Segment Start: EXERCISE MATERIALS

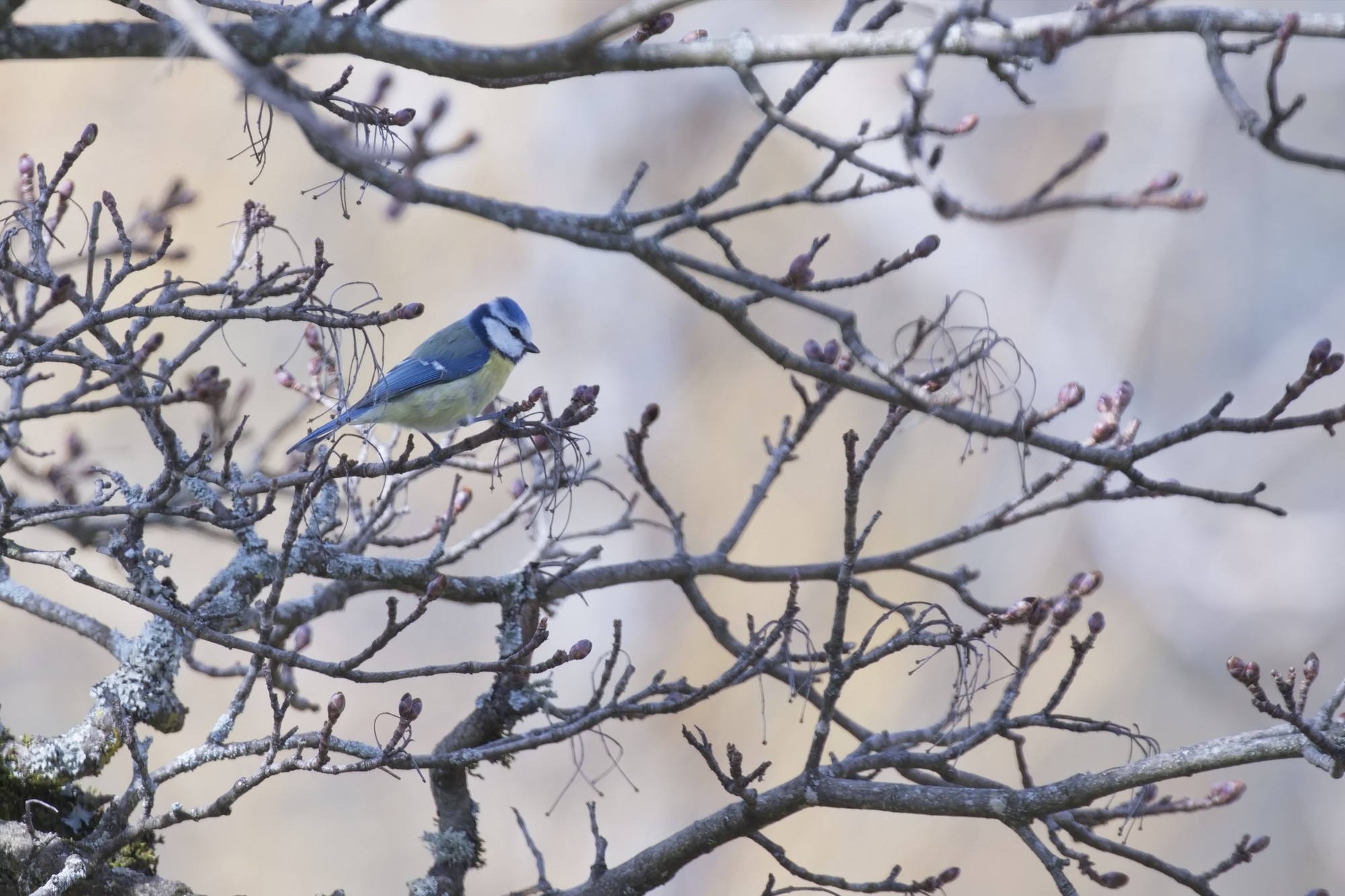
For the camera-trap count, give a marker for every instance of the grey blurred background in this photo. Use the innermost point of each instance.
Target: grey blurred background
(1183, 304)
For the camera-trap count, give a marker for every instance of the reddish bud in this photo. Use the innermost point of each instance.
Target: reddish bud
(1071, 395)
(1164, 182)
(801, 272)
(1226, 791)
(1125, 392)
(410, 708)
(462, 499)
(1085, 584)
(658, 25)
(927, 247)
(1320, 350)
(1066, 608)
(1312, 666)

Segment End: EXERCISE MATERIALS

● **EXERCISE OBJECTIVE**: Each line from the one with "of the reddish" through the last line of the records above must be retyped exactly, and no other line may be given.

● **SOLUTION FOR THIS TASK**:
For the camera-trap count, give a marker for every instance of the reddish bud in this photo. Use the innermost point of each instance.
Target: reddish bud
(1071, 395)
(1164, 182)
(801, 272)
(1226, 791)
(1125, 392)
(410, 708)
(462, 499)
(1085, 584)
(658, 25)
(927, 247)
(1320, 350)
(1066, 608)
(1312, 666)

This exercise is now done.